Im Zusammenhang mit der sogenannten Schuldenkrise Griechenlands gelangte im März 2015 die langjährige Forderung des griechischen Staates nach Reparationen für deutsche Kriegsverbrechen und Kriegsschäden sowie nach Rückzahlung einer Zwangsanleihe erneut in die Schlagzeilen. Die seitens der griechischen Regierung erhobenen Ansprüche wurden durch die Bundesregierung zurückgewiesen. Aber aus Teilen der SPD und in der Presse waren kurzzeitig Stellungnahmen zu vernehmen, die einen Handlungsbedarf auf deutscher Seite einräumten. Leider ist diese Debatte seither wieder verebbt. Um welche Verbrechen geht es?

- [Material]:
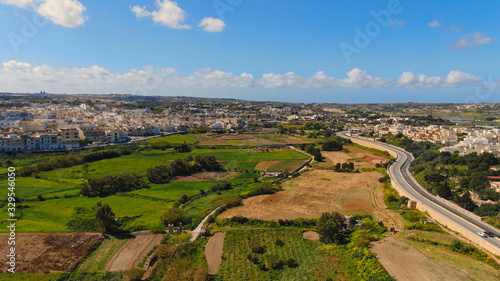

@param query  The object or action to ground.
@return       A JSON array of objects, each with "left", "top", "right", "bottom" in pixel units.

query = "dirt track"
[
  {"left": 205, "top": 232, "right": 226, "bottom": 275},
  {"left": 370, "top": 237, "right": 479, "bottom": 281},
  {"left": 104, "top": 232, "right": 163, "bottom": 271}
]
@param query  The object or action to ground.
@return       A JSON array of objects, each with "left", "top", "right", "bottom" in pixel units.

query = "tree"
[
  {"left": 316, "top": 212, "right": 345, "bottom": 245},
  {"left": 436, "top": 182, "right": 453, "bottom": 199},
  {"left": 93, "top": 201, "right": 116, "bottom": 234},
  {"left": 161, "top": 208, "right": 186, "bottom": 226}
]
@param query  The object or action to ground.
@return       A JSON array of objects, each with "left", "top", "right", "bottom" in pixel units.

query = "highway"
[{"left": 338, "top": 132, "right": 500, "bottom": 253}]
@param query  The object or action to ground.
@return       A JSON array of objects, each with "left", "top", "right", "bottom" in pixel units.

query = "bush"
[
  {"left": 125, "top": 267, "right": 144, "bottom": 281},
  {"left": 160, "top": 208, "right": 188, "bottom": 226},
  {"left": 285, "top": 259, "right": 299, "bottom": 268}
]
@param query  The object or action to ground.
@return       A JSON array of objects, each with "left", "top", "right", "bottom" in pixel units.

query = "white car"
[{"left": 477, "top": 231, "right": 489, "bottom": 237}]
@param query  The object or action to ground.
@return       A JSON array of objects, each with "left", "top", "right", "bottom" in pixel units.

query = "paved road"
[{"left": 339, "top": 133, "right": 500, "bottom": 250}]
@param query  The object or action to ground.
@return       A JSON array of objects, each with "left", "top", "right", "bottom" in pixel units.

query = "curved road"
[{"left": 339, "top": 132, "right": 500, "bottom": 250}]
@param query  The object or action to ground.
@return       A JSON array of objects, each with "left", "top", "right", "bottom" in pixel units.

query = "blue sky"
[{"left": 0, "top": 0, "right": 500, "bottom": 103}]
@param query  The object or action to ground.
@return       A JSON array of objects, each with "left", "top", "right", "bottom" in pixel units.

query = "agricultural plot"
[
  {"left": 0, "top": 232, "right": 102, "bottom": 274},
  {"left": 146, "top": 135, "right": 198, "bottom": 144},
  {"left": 0, "top": 195, "right": 171, "bottom": 232},
  {"left": 219, "top": 170, "right": 381, "bottom": 220},
  {"left": 217, "top": 229, "right": 343, "bottom": 280},
  {"left": 217, "top": 133, "right": 310, "bottom": 145},
  {"left": 40, "top": 154, "right": 168, "bottom": 179}
]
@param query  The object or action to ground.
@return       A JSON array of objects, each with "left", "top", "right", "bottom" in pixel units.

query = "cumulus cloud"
[
  {"left": 130, "top": 6, "right": 151, "bottom": 18},
  {"left": 396, "top": 70, "right": 481, "bottom": 89},
  {"left": 429, "top": 20, "right": 441, "bottom": 27},
  {"left": 0, "top": 60, "right": 484, "bottom": 94},
  {"left": 198, "top": 17, "right": 226, "bottom": 32},
  {"left": 451, "top": 32, "right": 493, "bottom": 49},
  {"left": 389, "top": 19, "right": 405, "bottom": 26},
  {"left": 0, "top": 0, "right": 87, "bottom": 28},
  {"left": 130, "top": 0, "right": 191, "bottom": 29}
]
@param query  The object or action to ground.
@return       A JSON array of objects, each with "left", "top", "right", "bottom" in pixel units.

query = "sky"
[{"left": 0, "top": 0, "right": 500, "bottom": 103}]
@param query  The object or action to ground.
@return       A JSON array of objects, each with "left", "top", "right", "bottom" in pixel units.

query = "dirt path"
[
  {"left": 189, "top": 206, "right": 222, "bottom": 242},
  {"left": 104, "top": 232, "right": 163, "bottom": 271},
  {"left": 205, "top": 232, "right": 226, "bottom": 275},
  {"left": 370, "top": 236, "right": 479, "bottom": 281}
]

- [Aufgabe]: Fassen Sie den Absatz im Lesetext, der mit „Im Zusammenhang mit der sogenannten Schuldenkrise“ beginnt, als knappe Stichpunktliste zusammen. Stützen Sie sich ausschließlich auf den Lesetext.

- [Lösung]:
- März 2015, im Zusammenhang mit der griechischen Schuldenkrise: Griechenlands langjährige Forderung nach Reparationen für deutsche Kriegsverbrechen und Kriegsschäden sowie nach Rückzahlung einer Zwangsanleihe kommt erneut in die Schlagzeilen.
- Die Bundesregierung weist die Ansprüche zurück.
- Teile der SPD und der Presse räumen kurzzeitig Handlungsbedarf auf deutscher Seite ein.
- Die Debatte ist seither wieder verebbt.
- Der Absatz endet mit der Frage, um welche Verbrechen es geht.